WHAT YOU SHOULD DO: Set down every entry word for word. Omit the pictures.

MATERIALS PROVIDED:
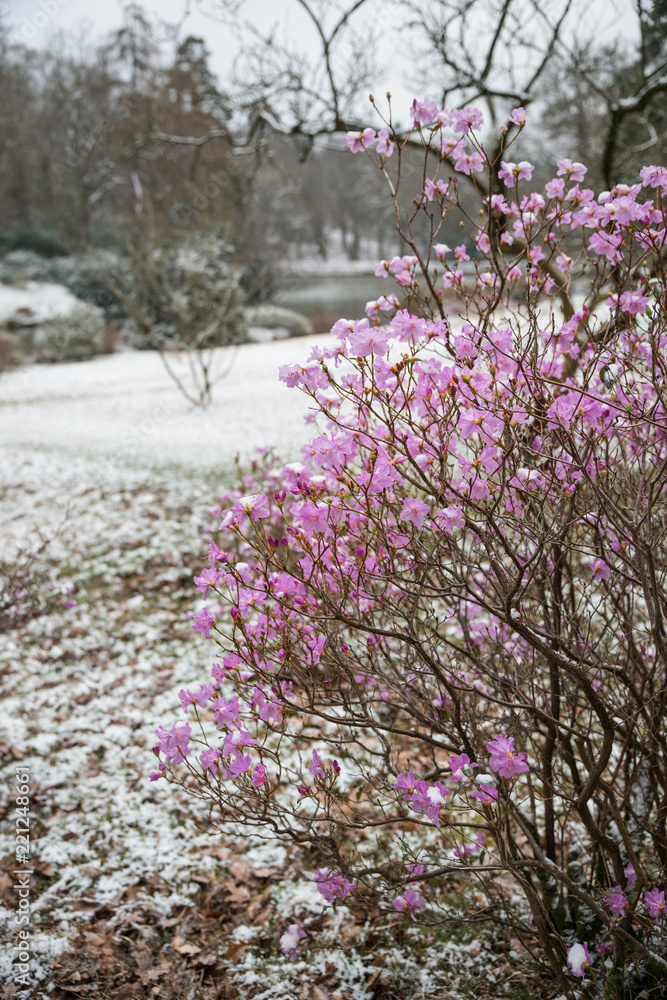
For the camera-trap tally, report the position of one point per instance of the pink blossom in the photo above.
(654, 901)
(415, 511)
(573, 171)
(578, 960)
(317, 767)
(203, 622)
(449, 518)
(289, 942)
(487, 794)
(227, 713)
(384, 146)
(209, 759)
(332, 884)
(208, 578)
(606, 244)
(175, 743)
(423, 112)
(466, 163)
(466, 118)
(310, 516)
(617, 901)
(406, 785)
(457, 764)
(503, 758)
(600, 569)
(633, 303)
(513, 172)
(365, 339)
(235, 739)
(409, 902)
(239, 765)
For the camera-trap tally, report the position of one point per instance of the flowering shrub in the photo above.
(443, 634)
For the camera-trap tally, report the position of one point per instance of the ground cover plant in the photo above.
(443, 647)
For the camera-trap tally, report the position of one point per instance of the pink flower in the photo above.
(617, 901)
(415, 511)
(409, 902)
(578, 960)
(365, 339)
(449, 518)
(332, 884)
(290, 374)
(466, 163)
(606, 244)
(317, 767)
(175, 743)
(208, 578)
(209, 759)
(384, 146)
(236, 739)
(633, 303)
(289, 942)
(406, 784)
(513, 172)
(503, 758)
(654, 901)
(573, 171)
(310, 516)
(227, 713)
(487, 794)
(423, 112)
(600, 569)
(239, 765)
(466, 118)
(457, 764)
(203, 622)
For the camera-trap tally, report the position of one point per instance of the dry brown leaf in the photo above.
(236, 951)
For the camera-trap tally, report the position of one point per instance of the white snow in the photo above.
(43, 299)
(125, 408)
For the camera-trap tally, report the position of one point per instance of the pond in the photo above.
(326, 295)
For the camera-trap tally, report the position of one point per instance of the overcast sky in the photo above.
(36, 21)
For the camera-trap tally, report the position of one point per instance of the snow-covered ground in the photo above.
(108, 478)
(42, 299)
(125, 408)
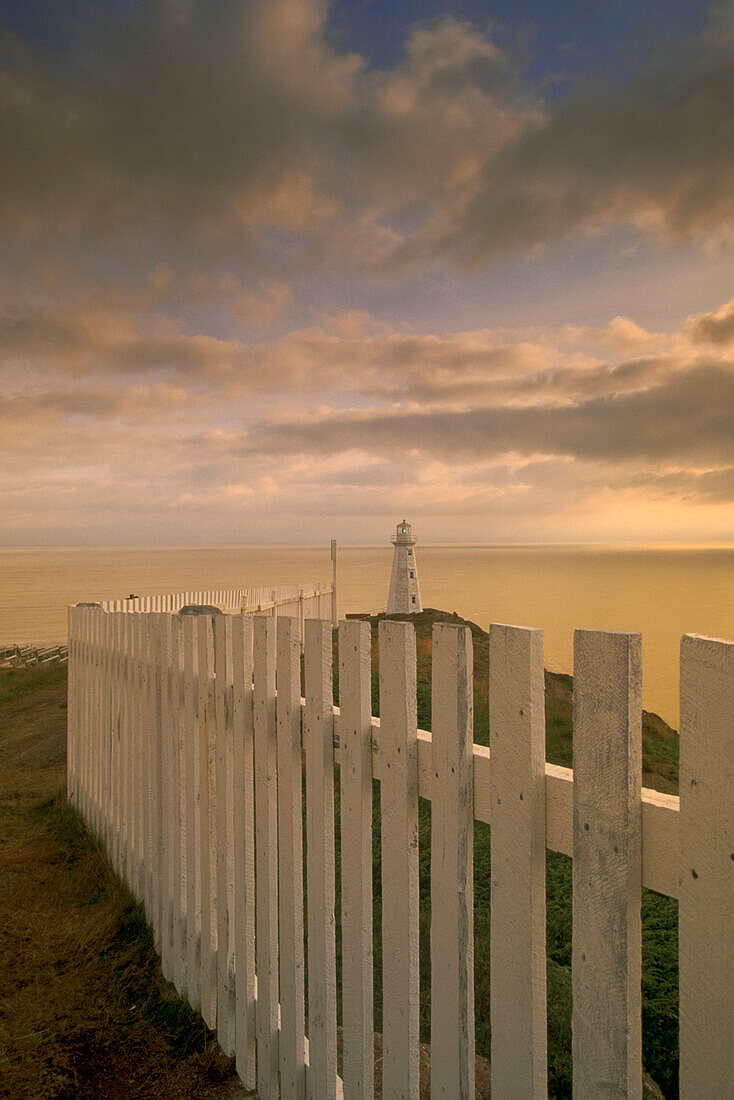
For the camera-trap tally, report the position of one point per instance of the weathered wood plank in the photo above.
(265, 855)
(606, 945)
(207, 817)
(168, 771)
(243, 802)
(400, 859)
(193, 814)
(707, 867)
(354, 728)
(318, 744)
(451, 866)
(291, 856)
(178, 823)
(517, 743)
(222, 733)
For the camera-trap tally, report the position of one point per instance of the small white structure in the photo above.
(404, 590)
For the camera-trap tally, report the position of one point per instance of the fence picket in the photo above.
(155, 734)
(265, 855)
(193, 814)
(451, 870)
(225, 893)
(291, 855)
(244, 850)
(177, 806)
(354, 729)
(517, 744)
(207, 812)
(167, 787)
(318, 745)
(179, 747)
(400, 859)
(707, 867)
(606, 941)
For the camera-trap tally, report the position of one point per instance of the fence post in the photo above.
(707, 867)
(265, 854)
(193, 813)
(318, 744)
(291, 856)
(243, 801)
(222, 734)
(517, 783)
(355, 809)
(400, 859)
(451, 866)
(606, 942)
(207, 818)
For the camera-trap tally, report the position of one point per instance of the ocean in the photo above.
(661, 592)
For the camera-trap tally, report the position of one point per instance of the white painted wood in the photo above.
(156, 777)
(318, 744)
(354, 729)
(707, 867)
(105, 727)
(177, 806)
(146, 777)
(265, 855)
(451, 866)
(166, 785)
(116, 763)
(400, 859)
(222, 735)
(72, 704)
(207, 818)
(517, 745)
(243, 801)
(291, 856)
(606, 946)
(135, 751)
(193, 814)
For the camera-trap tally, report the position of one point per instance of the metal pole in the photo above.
(333, 584)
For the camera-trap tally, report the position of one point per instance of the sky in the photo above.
(280, 271)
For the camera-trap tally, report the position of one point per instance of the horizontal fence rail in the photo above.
(190, 741)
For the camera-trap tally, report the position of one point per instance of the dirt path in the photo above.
(84, 1009)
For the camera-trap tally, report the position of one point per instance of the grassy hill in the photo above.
(84, 1009)
(659, 913)
(659, 740)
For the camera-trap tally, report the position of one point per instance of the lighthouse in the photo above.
(404, 590)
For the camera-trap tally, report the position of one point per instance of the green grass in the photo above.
(659, 914)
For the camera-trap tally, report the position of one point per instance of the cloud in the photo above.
(715, 328)
(654, 152)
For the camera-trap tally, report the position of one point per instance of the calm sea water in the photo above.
(661, 592)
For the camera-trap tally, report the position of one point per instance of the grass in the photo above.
(659, 914)
(84, 1009)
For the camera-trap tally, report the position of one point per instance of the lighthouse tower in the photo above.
(404, 590)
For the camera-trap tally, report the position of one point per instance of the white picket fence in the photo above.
(187, 765)
(306, 601)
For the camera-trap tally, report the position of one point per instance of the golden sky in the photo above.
(265, 279)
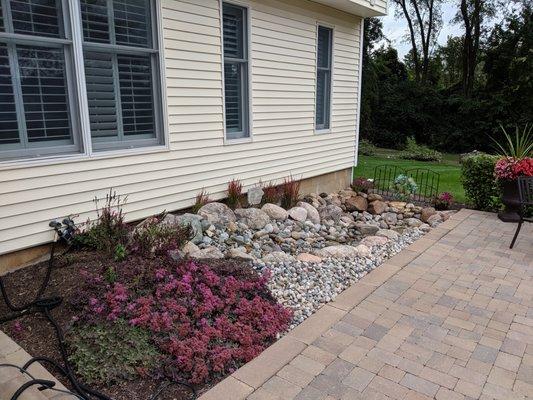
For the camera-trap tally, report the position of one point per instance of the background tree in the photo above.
(424, 20)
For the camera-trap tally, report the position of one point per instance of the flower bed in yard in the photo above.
(134, 324)
(190, 298)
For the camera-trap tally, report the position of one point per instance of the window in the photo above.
(235, 40)
(120, 70)
(40, 110)
(36, 114)
(323, 78)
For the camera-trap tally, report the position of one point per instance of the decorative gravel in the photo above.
(305, 287)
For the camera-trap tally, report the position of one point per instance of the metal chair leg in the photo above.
(516, 233)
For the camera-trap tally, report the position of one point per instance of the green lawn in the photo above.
(449, 169)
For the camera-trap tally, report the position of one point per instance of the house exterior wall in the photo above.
(282, 54)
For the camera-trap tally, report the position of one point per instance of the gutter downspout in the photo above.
(358, 124)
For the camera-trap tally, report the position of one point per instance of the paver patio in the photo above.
(450, 317)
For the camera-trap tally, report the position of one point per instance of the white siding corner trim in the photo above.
(282, 63)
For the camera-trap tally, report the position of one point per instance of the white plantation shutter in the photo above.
(235, 71)
(323, 78)
(119, 59)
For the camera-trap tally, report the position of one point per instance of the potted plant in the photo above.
(516, 160)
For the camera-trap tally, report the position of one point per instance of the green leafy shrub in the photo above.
(479, 182)
(108, 231)
(367, 148)
(157, 237)
(419, 152)
(105, 353)
(403, 187)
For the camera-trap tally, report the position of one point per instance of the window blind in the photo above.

TASK ANSWER:
For the camera-trap tally, report the position of one point per instance of the pink blossom in the photo above.
(654, 901)
(415, 511)
(573, 171)
(578, 960)
(317, 767)
(203, 622)
(449, 518)
(289, 942)
(487, 794)
(227, 713)
(384, 146)
(209, 759)
(332, 884)
(208, 578)
(606, 244)
(175, 743)
(423, 112)
(466, 163)
(466, 118)
(310, 516)
(617, 901)
(406, 785)
(457, 764)
(503, 758)
(600, 569)
(633, 303)
(513, 172)
(365, 339)
(235, 739)
(409, 902)
(239, 765)
For the camera-trap tally, report the position of one point per instance of the flowering shrub in the photo above.
(443, 634)
For the camera-trap tally, report the position of one point per instance of the ground cover plant in the photo above.
(443, 647)
For the camera-trap tally, report the position of one point per instance of the pink flower in the photo above.
(617, 901)
(415, 511)
(409, 902)
(578, 960)
(365, 339)
(449, 518)
(332, 884)
(290, 374)
(466, 163)
(606, 244)
(317, 767)
(175, 743)
(208, 578)
(209, 759)
(384, 146)
(236, 739)
(633, 303)
(289, 942)
(406, 784)
(513, 172)
(503, 758)
(654, 901)
(573, 171)
(310, 516)
(227, 713)
(487, 794)
(423, 112)
(600, 569)
(239, 765)
(466, 118)
(457, 764)
(203, 622)
For the camera-trap tally, report the position of one point per instance of the dry brown leaf in the photo above.
(236, 951)
For the camera-trap tally, report the position of one point per instance of the white snow in the photo above.
(43, 299)
(125, 408)
For the camera-trap tally, report the position of one point per instance of the pond in the photo above.
(326, 295)
For the camera-trap tally, report the position of one point per instance of the overcast sky in the photo above.
(36, 21)
For the camera-trap tally, report the position of one point per instance of the snow-covered ground in the photo above.
(108, 478)
(42, 299)
(125, 408)
For the camera-trap tally, report the position of one point per instance of the weathered wood plank in the photo above.
(265, 855)
(606, 945)
(207, 817)
(168, 771)
(243, 802)
(400, 859)
(193, 814)
(707, 867)
(354, 728)
(318, 744)
(451, 866)
(291, 856)
(178, 823)
(517, 743)
(222, 733)
For the camera-trap tally, report the position of one point per instance of the small white structure in the photo above.
(404, 590)
For the camera-trap tally, report the position of one point per instance of the fence picket in the photo above.
(155, 734)
(265, 855)
(193, 814)
(451, 870)
(225, 893)
(291, 855)
(244, 850)
(177, 806)
(354, 729)
(517, 744)
(207, 812)
(167, 787)
(318, 745)
(179, 747)
(400, 859)
(707, 867)
(606, 941)
For the camera-trap tally, report the position of one point per instance of the fence post in the photo above.
(707, 867)
(265, 854)
(193, 813)
(318, 744)
(291, 856)
(243, 801)
(222, 734)
(517, 783)
(355, 809)
(400, 859)
(451, 866)
(606, 942)
(207, 818)
For the camera-trap tally, report the position of one point per instance of the ocean in the photo above.
(661, 592)
For the camera-trap tally, report the position of one point per instance of the white painted wood in the photo above.
(156, 777)
(318, 744)
(354, 729)
(707, 867)
(105, 727)
(177, 806)
(146, 777)
(265, 855)
(451, 866)
(166, 785)
(116, 763)
(400, 859)
(222, 735)
(72, 704)
(207, 818)
(517, 745)
(243, 801)
(291, 856)
(606, 946)
(135, 751)
(193, 814)
For the camera-trap tally, report the position of one point per instance of the metal pole in the photo above.
(333, 584)
For the camera-trap tally, report the position of one point per instance of the sky in the photo above.
(280, 271)
For the camera-trap tally, report the position of one point per instance of the horizontal fence rail in the photo above.
(190, 741)
For the camera-trap tally, report the position of one point per instance of the dirt path in the photo above.
(84, 1009)
For the camera-trap tally, report the position of one point per instance of the grassy hill in the photo above.
(84, 1009)
(659, 913)
(659, 740)
For the camera-trap tally, report the position of one point per instance of the lighthouse in the photo above.
(404, 590)
For the camera-trap tally, report the position of one point per instance of the green grass in the photo above.
(659, 914)
For the camera-trap tally, report the position of one point per instance of the cloud in the photo above.
(715, 328)
(654, 152)
For the camera-trap tally, report the position of one point per instance of the calm sea water in the photo above.
(661, 592)
For the camera-trap tally, report the position of one point per instance of the grass in the photo above.
(659, 914)
(84, 1009)
For the camera-trap tally, report the position of one point per instance of the lighthouse tower in the photo above.
(404, 590)
For the camera-trap tally, report the position of one point per instance of the white picket fence in the photo above.
(187, 765)
(306, 601)
For the camera-trap tally, report the position of one point per instance of the golden sky in the photo above.
(265, 279)
For the camera-trap tally, report the position of one point per instance of the background tree in the photo above.
(424, 20)
For the camera-trap tally, report the position of one point per instance of the flower bed in yard in the photo above.
(134, 324)
(190, 298)
For the camera-trap tally, report the position of one point per instance of the window in the photo above.
(235, 40)
(120, 70)
(40, 110)
(36, 114)
(323, 78)
For the camera-trap tally, report the position of one point per instance of the decorative gravel in the photo above.
(305, 287)
For the camera-trap tally, report the position of one point per instance of the metal chair leg in the photo above.
(516, 233)
For the camera-trap tally, report the position of one point per instance of the green lawn in the photo above.
(449, 169)
For the camera-trap tally, report the position of one point per instance of the house exterior wall in the photo above.
(282, 54)
For the camera-trap tally, report the position of one point per instance of the gutter downspout in the photo above.
(358, 124)
For the camera-trap tally, report the position of one point per instance of the paver patio in the photo above.
(450, 317)
For the camera-trap tally, report the position of one point per instance of the white siding corner trim in the photo above.
(282, 63)
For the camera-trap tally, report the position of one point per instance of the white plantation shutter in the photo above.
(235, 71)
(323, 78)
(119, 59)
For the camera-trap tally, report the position of one point per instance of the potted plant in the photo above.
(516, 160)
For the camera-trap tally, report the position of one point per instance of the green leafy shrub in the photo above.
(479, 182)
(108, 231)
(367, 148)
(157, 237)
(419, 152)
(105, 353)
(403, 187)
For the camera-trap tally, report the position of one point per instance of the window blind in the photo above.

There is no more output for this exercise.